**Brief:**
In the text on chocolate and depression below, why do people rarely question whether there is a medical reason for the link between eating chocolate and feeling blue? Answer in one to three sentences.

**Text segment:**
== Segment start ==

Chocolate is the well known cure-all for the depressed, whether it's because of a breakup, job loss or other tragedy. The food is so deeply ingrained in the culture that we rarely give much thought to the question of whether there is a medical reason for the apparent link between eating chocolate and feeling blue.
A study by researchers at the University of California - Davis and the University of California - San Diego examined the chocolate eating habits and moods of 931 adult men and women in southern California. The researchers examined the association of chocolate consumptions and depression among the study participants.
Those who scored high for depression (16 or higher on the Center for Epidemiological Studies - Depression Scale) ate more chocolate (8.4 servings per month) compared with those who didn't screen positive for depression (5.4 servings per month.) Moreover, participants with the highest scores (22 or higher on the depression scale) consumed even more chocolate (11.8 servings a month on average.)
The researchers said it was unclear whether there was a causal link between chocolate consumption and depression, but postulated several possible answers including that chocolate could confer some mood benefit and depressed people could be self medicating. Alternatively, depression could stimulate a chocolate craving without there being a benefit or, they wrote, chocolate could even contribute to the depression.

== Segment end ==

**Data to examine:**

== Segment start ==

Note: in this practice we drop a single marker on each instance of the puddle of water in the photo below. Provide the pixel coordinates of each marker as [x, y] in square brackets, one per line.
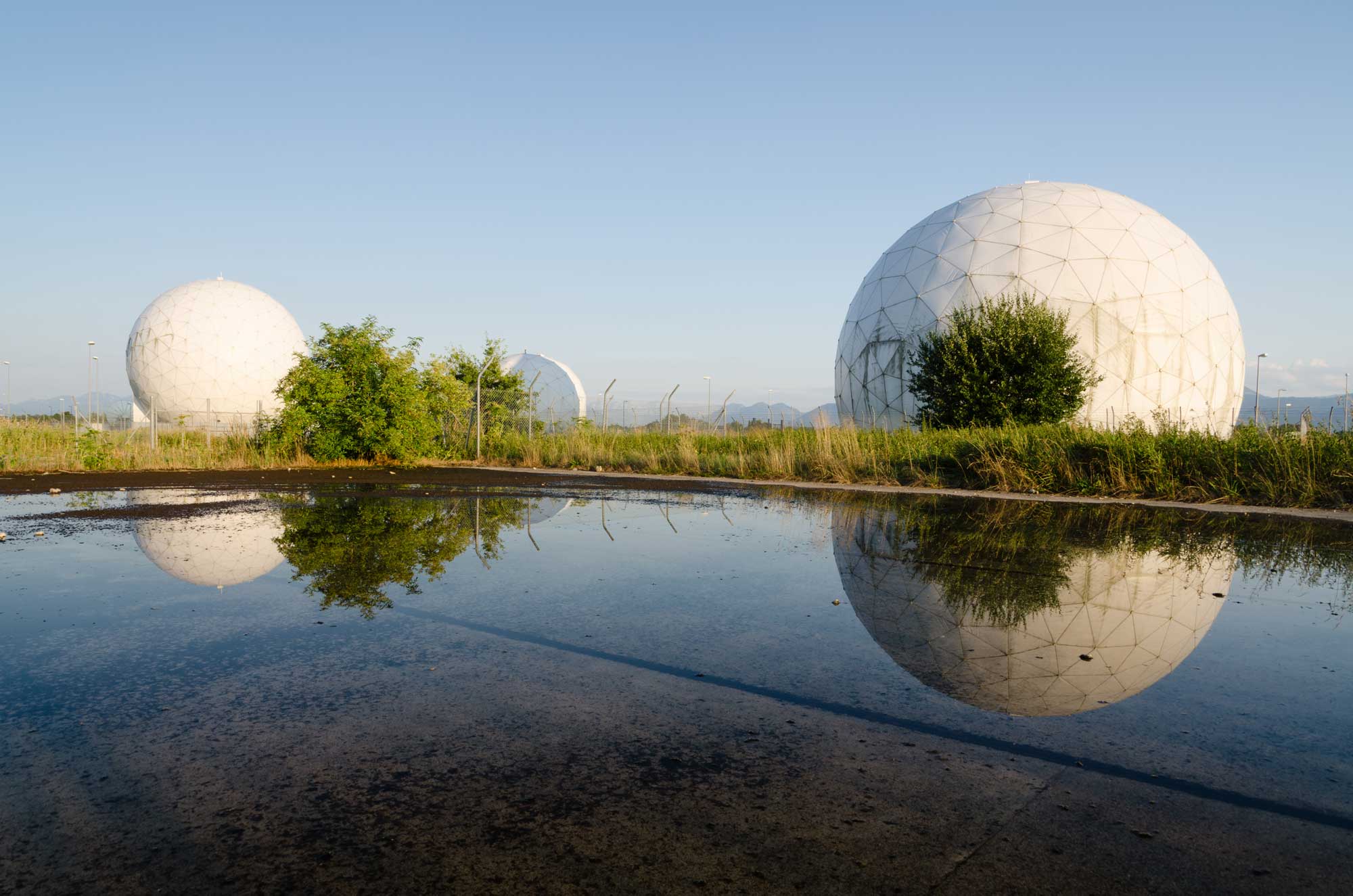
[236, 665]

== Segment end ==
== Segment start ==

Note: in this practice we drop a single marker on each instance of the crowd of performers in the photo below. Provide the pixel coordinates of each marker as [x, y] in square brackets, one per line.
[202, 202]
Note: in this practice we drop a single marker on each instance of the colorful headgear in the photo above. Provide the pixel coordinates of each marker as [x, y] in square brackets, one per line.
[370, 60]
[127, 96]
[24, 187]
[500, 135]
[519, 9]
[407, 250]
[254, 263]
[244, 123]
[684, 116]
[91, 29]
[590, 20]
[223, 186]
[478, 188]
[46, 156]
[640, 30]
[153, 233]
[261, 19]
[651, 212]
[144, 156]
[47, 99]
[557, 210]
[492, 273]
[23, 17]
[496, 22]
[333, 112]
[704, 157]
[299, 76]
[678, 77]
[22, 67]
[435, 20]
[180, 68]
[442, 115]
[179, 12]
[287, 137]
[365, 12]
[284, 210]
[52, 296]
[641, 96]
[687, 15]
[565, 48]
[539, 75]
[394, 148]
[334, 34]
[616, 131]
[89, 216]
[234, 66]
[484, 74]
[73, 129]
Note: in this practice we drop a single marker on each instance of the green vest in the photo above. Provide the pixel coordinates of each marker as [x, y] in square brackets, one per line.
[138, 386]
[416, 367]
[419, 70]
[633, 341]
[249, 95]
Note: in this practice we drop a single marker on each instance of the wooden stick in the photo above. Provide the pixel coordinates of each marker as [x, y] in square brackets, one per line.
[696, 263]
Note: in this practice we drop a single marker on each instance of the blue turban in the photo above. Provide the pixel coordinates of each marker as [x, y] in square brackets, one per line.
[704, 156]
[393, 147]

== Segment end ==

**Answer box:**
Chocolate, known as a cure-all for the depressed, is so deeply ingrained in the culture that people rarely give much thought to whether a medical reason lies behind the apparent link.